• Tasks to complete:
1. According to the Lance Armstrong article, who is Armstrong's lawyer?
2. Reproduce the passage of the Lance Armstrong article starting at "For more than" and ending at "October 2010 issue.".

For more than a decade, Lance Armstrong has denied ever taking performance-enhancing drugs. But now, amid new allegations against Armstrong by former teammate Tyler Hamilton, federal agent Jeff Novitzky may have the evidence he needs to bring him down. Men’s Journal ran this story in our October 2010 issue.
However important it may be to Armstrong’s public image and to the lunch-ride debates of cyclists around the world, the question of doping may be irrelevant to the courts. Although it is illegal in France, Italy, and Spain under various “sporting fraud” statutes, using performance-enhancing drugs is not a crime in the U.S. So Tim Herman, Armstrong’s lawyer, has a point when he wonders, “Why is the federal government enforcing the rules of European bicycle racing?”

• Supplied information:
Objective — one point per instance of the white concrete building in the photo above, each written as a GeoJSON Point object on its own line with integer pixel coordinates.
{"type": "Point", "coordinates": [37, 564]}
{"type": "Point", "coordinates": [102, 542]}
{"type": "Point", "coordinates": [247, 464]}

--

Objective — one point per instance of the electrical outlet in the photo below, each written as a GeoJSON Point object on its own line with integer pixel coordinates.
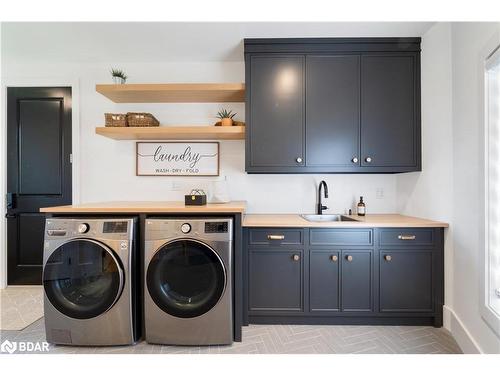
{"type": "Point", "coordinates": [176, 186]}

• Responses to the exercise:
1. Tim Herman

2.
For more than a decade, Lance Armstrong has denied ever taking performance-enhancing drugs. But now, amid new allegations against Armstrong by former teammate Tyler Hamilton, federal agent Jeff Novitzky may have the evidence he needs to bring him down. Men’s Journal ran this story in our October 2010 issue.